-- Start of EXCERPTED DATA --

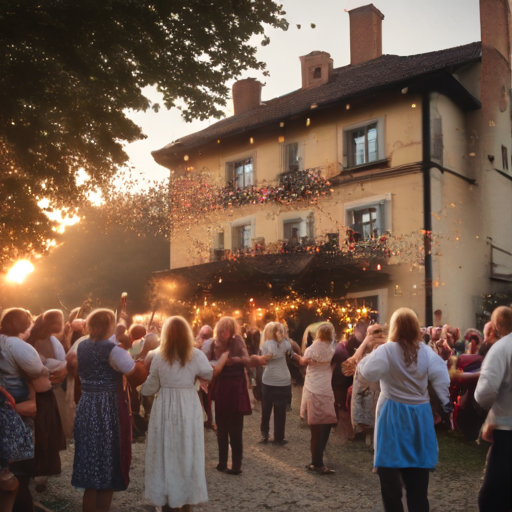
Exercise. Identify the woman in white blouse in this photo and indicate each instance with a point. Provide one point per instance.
(175, 467)
(405, 439)
(276, 382)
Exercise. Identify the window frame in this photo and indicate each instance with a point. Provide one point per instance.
(307, 225)
(384, 204)
(347, 130)
(229, 166)
(240, 223)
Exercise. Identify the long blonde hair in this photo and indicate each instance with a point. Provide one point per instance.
(229, 324)
(100, 324)
(177, 341)
(269, 332)
(405, 330)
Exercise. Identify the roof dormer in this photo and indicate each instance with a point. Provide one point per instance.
(316, 69)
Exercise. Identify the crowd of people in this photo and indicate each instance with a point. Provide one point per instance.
(101, 380)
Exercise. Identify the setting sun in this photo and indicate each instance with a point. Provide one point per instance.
(19, 271)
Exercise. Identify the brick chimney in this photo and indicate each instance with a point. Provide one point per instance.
(246, 95)
(365, 34)
(316, 69)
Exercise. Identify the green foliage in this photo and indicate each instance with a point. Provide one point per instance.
(70, 72)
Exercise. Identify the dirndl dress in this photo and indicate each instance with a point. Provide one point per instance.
(404, 435)
(16, 438)
(102, 424)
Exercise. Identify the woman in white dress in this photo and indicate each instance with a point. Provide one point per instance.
(175, 467)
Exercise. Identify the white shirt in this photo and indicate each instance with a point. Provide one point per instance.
(206, 346)
(402, 383)
(276, 373)
(164, 375)
(494, 388)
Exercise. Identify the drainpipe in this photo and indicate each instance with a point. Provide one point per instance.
(427, 208)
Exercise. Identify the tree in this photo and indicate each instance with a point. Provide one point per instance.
(71, 70)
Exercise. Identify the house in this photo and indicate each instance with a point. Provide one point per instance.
(415, 152)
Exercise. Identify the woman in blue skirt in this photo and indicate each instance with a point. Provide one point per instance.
(102, 424)
(405, 439)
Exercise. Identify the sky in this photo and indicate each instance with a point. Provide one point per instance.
(409, 27)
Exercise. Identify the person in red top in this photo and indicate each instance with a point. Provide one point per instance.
(229, 357)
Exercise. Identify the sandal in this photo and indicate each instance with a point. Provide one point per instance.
(325, 471)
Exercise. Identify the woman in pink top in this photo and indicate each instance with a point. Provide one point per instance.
(317, 405)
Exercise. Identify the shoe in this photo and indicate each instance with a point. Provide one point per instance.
(8, 482)
(324, 471)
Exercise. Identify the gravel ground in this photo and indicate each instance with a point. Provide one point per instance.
(274, 477)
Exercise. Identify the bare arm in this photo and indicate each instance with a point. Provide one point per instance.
(28, 408)
(220, 363)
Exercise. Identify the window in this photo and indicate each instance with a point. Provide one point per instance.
(437, 140)
(219, 243)
(240, 173)
(292, 157)
(218, 253)
(291, 231)
(366, 222)
(369, 217)
(363, 143)
(242, 237)
(299, 230)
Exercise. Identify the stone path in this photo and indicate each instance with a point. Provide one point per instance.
(274, 478)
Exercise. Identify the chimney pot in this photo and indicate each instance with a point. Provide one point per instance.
(246, 95)
(365, 34)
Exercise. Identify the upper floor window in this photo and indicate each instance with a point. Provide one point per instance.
(367, 222)
(291, 157)
(299, 230)
(369, 218)
(241, 173)
(242, 236)
(364, 143)
(291, 230)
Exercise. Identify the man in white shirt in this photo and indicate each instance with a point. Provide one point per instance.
(494, 392)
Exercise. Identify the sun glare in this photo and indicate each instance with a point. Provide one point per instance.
(19, 271)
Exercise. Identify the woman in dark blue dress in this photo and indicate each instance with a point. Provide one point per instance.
(102, 424)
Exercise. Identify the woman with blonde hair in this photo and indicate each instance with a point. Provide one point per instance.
(317, 406)
(405, 439)
(102, 424)
(229, 357)
(175, 467)
(276, 382)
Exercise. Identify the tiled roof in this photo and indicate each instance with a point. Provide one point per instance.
(346, 82)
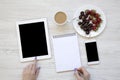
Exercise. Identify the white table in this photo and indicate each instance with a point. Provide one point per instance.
(108, 42)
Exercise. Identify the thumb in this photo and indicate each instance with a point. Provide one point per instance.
(77, 75)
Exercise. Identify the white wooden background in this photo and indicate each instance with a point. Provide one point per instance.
(108, 42)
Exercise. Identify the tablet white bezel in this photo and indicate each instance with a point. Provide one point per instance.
(47, 39)
(92, 62)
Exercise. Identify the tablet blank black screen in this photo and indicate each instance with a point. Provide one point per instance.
(33, 39)
(92, 52)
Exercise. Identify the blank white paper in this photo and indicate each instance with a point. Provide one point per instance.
(66, 52)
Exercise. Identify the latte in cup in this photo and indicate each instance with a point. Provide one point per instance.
(60, 18)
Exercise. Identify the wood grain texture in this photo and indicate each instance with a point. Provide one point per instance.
(108, 42)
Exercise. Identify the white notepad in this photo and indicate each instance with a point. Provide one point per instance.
(66, 52)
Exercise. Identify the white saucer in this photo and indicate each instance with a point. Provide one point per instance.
(92, 33)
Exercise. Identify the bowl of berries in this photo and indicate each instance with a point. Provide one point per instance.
(89, 21)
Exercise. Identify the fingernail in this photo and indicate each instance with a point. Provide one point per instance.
(75, 69)
(39, 68)
(36, 58)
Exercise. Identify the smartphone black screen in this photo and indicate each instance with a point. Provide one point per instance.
(33, 39)
(92, 52)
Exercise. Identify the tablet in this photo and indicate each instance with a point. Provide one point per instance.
(33, 38)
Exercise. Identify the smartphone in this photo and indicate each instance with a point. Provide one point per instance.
(92, 52)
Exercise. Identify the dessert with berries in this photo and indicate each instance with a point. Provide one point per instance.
(89, 20)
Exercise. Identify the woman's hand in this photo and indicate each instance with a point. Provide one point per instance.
(31, 71)
(82, 74)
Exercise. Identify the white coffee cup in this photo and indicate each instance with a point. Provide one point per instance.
(60, 18)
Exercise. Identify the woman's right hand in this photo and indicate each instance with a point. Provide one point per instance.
(82, 74)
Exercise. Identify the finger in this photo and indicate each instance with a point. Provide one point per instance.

-- End of EXCERPTED DATA --

**TASK GOAL**.
In your copy of the records, include no pictures; repeat everything else exactly.

**EXPECTED ANSWER**.
Exercise. Identify the woman in white blouse in this photo and indicate each instance with a point. Provide one point per instance.
(175, 467)
(405, 439)
(276, 382)
Exercise. Identify the window frame in this photo and indicate each instance with a point. Provide one point per instance.
(307, 225)
(384, 204)
(347, 130)
(229, 166)
(240, 223)
Exercise. Identify the long blonde hair in this photo and indicate each instance with a point. Provide one point per instance.
(229, 324)
(100, 324)
(177, 341)
(269, 332)
(405, 330)
Exercise. Identify the roof dormer in this photo and indicate each instance with a point. Provide one point per instance.
(316, 69)
Exercise. Identify the crowd of people in this photo and indicate each instance with a point. Provide one point per instance.
(101, 380)
Exercise. Identify the setting sun in this photo and indicate each instance with a point. Provide one point per instance.
(19, 271)
Exercise. Identify the brick chimney in this photo and indicate each instance with a point. Provide one point per instance.
(246, 95)
(365, 34)
(316, 69)
Exercise. Identify the green foliage in this photo and indicate each instance with a point. Provide one point per instance.
(70, 72)
Exercise. Identify the dirndl dress in this photo and indicate each instance with a point. Provide one point per instance.
(404, 435)
(16, 438)
(102, 424)
Exercise. Identify the woman in white dress in this photo and indicate each instance with a point. Provide one point per instance.
(175, 467)
Exercise. Identify the white shirt in this photo and indicate each instance with a point. Provide one point per instance.
(206, 346)
(402, 383)
(276, 373)
(164, 375)
(494, 388)
Exercise. Identify the drainpipe in this photo and indicate each instance with a point. Provide one point per instance.
(427, 208)
Exercise. Identify the tree in this photo and indicate each instance with a point. Provide one point per instance.
(71, 70)
Exercise. Identify the house in this photo and indicate each instance with a point. Provide one point per instance.
(415, 152)
Exercise. Identify the woman in blue skirt in this photo and indicate each instance with a point. Provide one point per instance.
(102, 424)
(405, 439)
Exercise. Identify the sky in this photo and indicate each instance with a point. Provide one point per instance.
(409, 27)
Exercise. Identify the person in red top in this photo and indicate each instance with a point. Provide one point per instance.
(229, 357)
Exercise. Identify the sandal in this photo and indicate each instance with a point. Provide one point per instance.
(325, 471)
Exercise. Identify the woman in pink top in this photo and indicate each instance with a point. Provide one point per instance.
(317, 405)
Exercise. Identify the shoe in this photo and indicate each instance with a point. Provide one point per instance.
(8, 482)
(324, 471)
Exercise. Identify the gravel ground in this photo and indicate each instance with a point. Provide one point per instance.
(274, 477)
Exercise. Identify the bare arm in this photo and indicate each instance with a point. Provide one point per instance.
(28, 408)
(220, 363)
Exercise. Identify the window in this photo and indicate each instance with a point. Provide one point per instance.
(437, 140)
(219, 243)
(240, 173)
(292, 157)
(218, 253)
(291, 231)
(366, 222)
(369, 217)
(363, 143)
(242, 237)
(299, 230)
Exercise. Identify the stone path in this photo and indicate each instance with a point. Provide one point per instance.
(274, 478)
Exercise. Identify the chimney pot in this photo and indicate each instance with a point. Provide one point per instance.
(246, 95)
(365, 34)
Exercise. Identify the upper floor window in this photo and indicate each instance with a point. Provide one point per instance.
(367, 222)
(291, 157)
(299, 230)
(369, 218)
(241, 173)
(242, 236)
(364, 143)
(291, 230)
Exercise. Identify the man in white shirt in this photo and indicate each instance with a point. Provide one point per instance.
(494, 392)
Exercise. Identify the sun glare in this photo and indicate each instance with a point. Provide one point per instance.
(19, 271)
Exercise. Identify the woman in dark blue dress in this photo and indicate each instance with a point. Provide one point per instance.
(102, 424)
Exercise. Identify the woman with blonde hair in this photo and indicate each instance with a point. Provide one point per instance.
(317, 406)
(405, 439)
(102, 424)
(229, 357)
(175, 467)
(276, 382)
Exercise. Identify the tiled roof in this photo and indicate each instance with a point. Provide one point per instance.
(346, 82)
Exercise. Identify the white table in this photo and indicate each instance with a point. Provide one point per instance.
(108, 42)
Exercise. Identify the thumb in this photo and indicate each instance with a point. Provide one point per instance.
(77, 75)
Exercise. Identify the white wooden background in this photo and indicate each instance with a point. Provide one point per instance.
(108, 42)
Exercise. Identify the tablet white bezel in this photo and indicate each instance with a point. Provide one point per instance.
(47, 39)
(92, 62)
Exercise. Identify the tablet blank black screen in this photo and indicate each instance with a point. Provide one point per instance.
(33, 39)
(92, 52)
Exercise. Identify the blank white paper in this photo and indicate each instance with a point. Provide one point per instance.
(66, 52)
Exercise. Identify the latte in cup in this photo and indicate each instance with a point. Provide one point per instance.
(60, 18)
Exercise. Identify the wood grain texture in this photo and indicate each instance with a point. Provide one point per instance.
(108, 42)
Exercise. Identify the white notepad in this photo and indicate each instance with a point. Provide one point per instance.
(66, 52)
Exercise. Identify the white saucer in this photo and indicate each instance with a point. Provide one point per instance.
(92, 33)
Exercise. Identify the bowl of berries in this photo and indicate each instance with a point. Provide one point per instance.
(89, 21)
Exercise. Identify the fingernail in this photo and indicate each instance with a point. Provide one point per instance.
(75, 69)
(39, 68)
(36, 58)
Exercise. Identify the smartphone black screen in this photo and indicate each instance with a point. Provide one point per instance.
(33, 39)
(92, 52)
Exercise. Identify the tablet in this photo and indicate each instance with a point. Provide one point per instance.
(33, 38)
Exercise. Identify the smartphone in this photo and indicate each instance with a point. Provide one point per instance.
(92, 52)
Exercise. Identify the dessert with berries in this photo and indicate each instance with a point. Provide one point per instance.
(89, 20)
Exercise. Identify the woman's hand in this photo and indicate each instance with a point. Provide one point per instance.
(31, 71)
(82, 74)
Exercise. Identify the white coffee cup in this photo and indicate each instance with a point. Provide one point per instance.
(60, 18)
Exercise. Identify the woman's right hand in this photo and indicate each instance with a point. Provide one point per instance.
(82, 74)
Exercise. Identify the finger in this photo and indicate each instance with a point. Provide one point per instance.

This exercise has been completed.